S’il faut bien parler ici de consentement, ce n’est pas de celui que nous « fabrique » Bernays et ses adeptes, mais bien du consentement à une hiérarchie, consentement qui est au cœur de l’organisation de la Cité. Le mot "hiérarchie" nous vient du grec ecclésiastique hierarkhia, composé de hieros, "sacré" et de arkhós "dirigeant, chef, souverain, celui qui gouverne, qui détient l’autorité ou qui commande", dérivé de arkhein, "commander". "En vérité, l'unité, la cohésion, la discipline intérieure (…) doivent être des choses sacrées", nous disait de Gaulle dans son discours de Bayeux, à propos du gouvernement de la France. La hiérarchie, c’est au sens propre, une organisation du commandement fondé sur un ordre de subordination dont le caractère sacré sur lequel il nous faudra revenir, ne doit pas nous échapper.
Autorité et souveraineté populaire
Dans les régimes républicains évoqués plus haut, ou tout au moins dans leur principe, la répartition des pouvoirs est indubitablement aristocratique[12], mais l’autorité exercée par l’État sous la responsabilité de son chef, par délégation du peuple souverain, demeure assurément démocratique. Si le peuple est bien souverain (arkhós), il n’exerce pas lui-même le pouvoir (krátos), qu’il délègue à l’État (la politeía chez Platon, que Cicéron traduit par Republica). Le bon modèle est donc bien celui de la République, qui ne met pas en avant le pouvoir (krátos) et sa répartition, mais s’appuie sur l’idée de souveraineté (arkhós), indissociable du concept d’autorité et de ses différents modes d’exercice. Ces derniers sont associés à la notion de responsabilité et à celle de hiérarchie dont on a vu que l’étymologie nous rappelle le caractère sacré qu’elle revêtait à l’origine.

> [Extrait de données]:
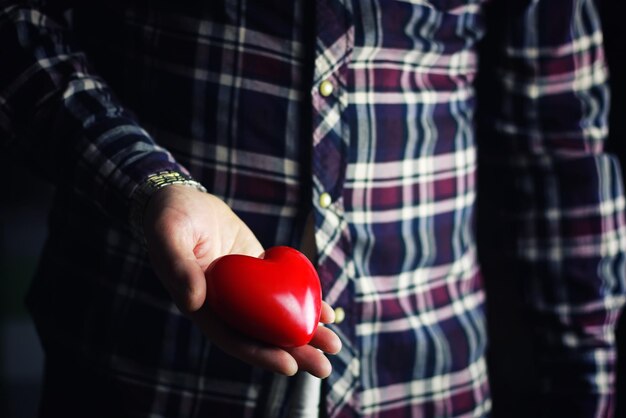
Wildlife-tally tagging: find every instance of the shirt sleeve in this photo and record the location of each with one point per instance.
(62, 118)
(551, 206)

> [Consigne donnée]: Recopiez mot pour mot l'intégralité du texte sur la hiérarchie et la souveraineté populaire.

> [Résultat ci-dessous]:
S’il faut bien parler ici de consentement, ce n’est pas de celui que nous « fabrique » Bernays et ses adeptes, mais bien du consentement à une hiérarchie, consentement qui est au cœur de l’organisation de la Cité. Le mot "hiérarchie" nous vient du grec ecclésiastique hierarkhia, composé de hieros, "sacré" et de arkhós "dirigeant, chef, souverain, celui qui gouverne, qui détient l’autorité ou qui commande", dérivé de arkhein, "commander". "En vérité, l'unité, la cohésion, la discipline intérieure (…) doivent être des choses sacrées", nous disait de Gaulle dans son discours de Bayeux, à propos du gouvernement de la France. La hiérarchie, c’est au sens propre, une organisation du commandement fondé sur un ordre de subordination dont le caractère sacré sur lequel il nous faudra revenir, ne doit pas nous échapper.
Autorité et souveraineté populaire
Dans les régimes républicains évoqués plus haut, ou tout au moins dans leur principe, la répartition des pouvoirs est indubitablement aristocratique[12], mais l’autorité exercée par l’État sous la responsabilité de son chef, par délégation du peuple souverain, demeure assurément démocratique. Si le peuple est bien souverain (arkhós), il n’exerce pas lui-même le pouvoir (krátos), qu’il délègue à l’État (la politeía chez Platon, que Cicéron traduit par Republica). Le bon modèle est donc bien celui de la République, qui ne met pas en avant le pouvoir (krátos) et sa répartition, mais s’appuie sur l’idée de souveraineté (arkhós), indissociable du concept d’autorité et de ses différents modes d’exercice. Ces derniers sont associés à la notion de responsabilité et à celle de hiérarchie dont on a vu que l’étymologie nous rappelle le caractère sacré qu’elle revêtait à l’origine.